▶ _What this exercise asks_
(1) Copy out the mkFit discussion from "You're right, it's" down to "mikfit is then.".
(2) According to the mkFit discussion, which importer is the track coming in through?

In [12]: track.numberOfValidHits() Out[12]: 5

considering eta 2.6 and 5 hits, it would not be the shortness of the mkFit candidates. There is perhaps another feature: mkFit merges hits from overlapping seeds, assuming that the hit oulier rejection in the final fit would take care of it. In part this approach helps to increase the efficiency at high eta (compared to CKF). This may have an extra source of tails though.

kdlong commented 2 years ago

is supposed to reject the track with dpt/pt >~ 10 * 0.06^2 ~ 0.036 ... or is this track from elsewhere (NuclearInteractionTrackImporter ?)

You're right, it's coming in only at the NuclearInteractionTrackImporter, which is taking tracks from PFDisplacedVertexProducer. Have already been playing with the track quality cuts here with @laurenhay for another issue. We will consider this as well. I haven't quite tracked what's going on, but when the track is accessed here, it refers to refitted kinematics. I'm not sure what the interplay of CKF (which I guess would be used for a refit) and mikfit is then.

Source data
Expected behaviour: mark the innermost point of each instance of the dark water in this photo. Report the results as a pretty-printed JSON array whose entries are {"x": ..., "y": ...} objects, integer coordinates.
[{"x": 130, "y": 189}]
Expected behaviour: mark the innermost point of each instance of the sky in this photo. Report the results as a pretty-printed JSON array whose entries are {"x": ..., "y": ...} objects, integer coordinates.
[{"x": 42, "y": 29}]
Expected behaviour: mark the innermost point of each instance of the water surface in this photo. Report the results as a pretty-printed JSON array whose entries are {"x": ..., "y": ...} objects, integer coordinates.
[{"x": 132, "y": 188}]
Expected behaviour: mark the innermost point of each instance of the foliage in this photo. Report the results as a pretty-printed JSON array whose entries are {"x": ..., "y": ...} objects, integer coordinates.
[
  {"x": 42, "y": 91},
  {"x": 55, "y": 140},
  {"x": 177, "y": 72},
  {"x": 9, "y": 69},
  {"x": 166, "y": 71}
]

▶ _Results_
(1)
You're right, it's coming in only at the NuclearInteractionTrackImporter, which is taking tracks from PFDisplacedVertexProducer. Have already been playing with the track quality cuts here with @laurenhay for another issue. We will consider this as well. I haven't quite tracked what's going on, but when the track is accessed here, it refers to refitted kinematics. I'm not sure what the interplay of CKF (which I guess would be used for a refit) and mikfit is then.

(2) It comes in through the NuclearInteractionTrackImporter.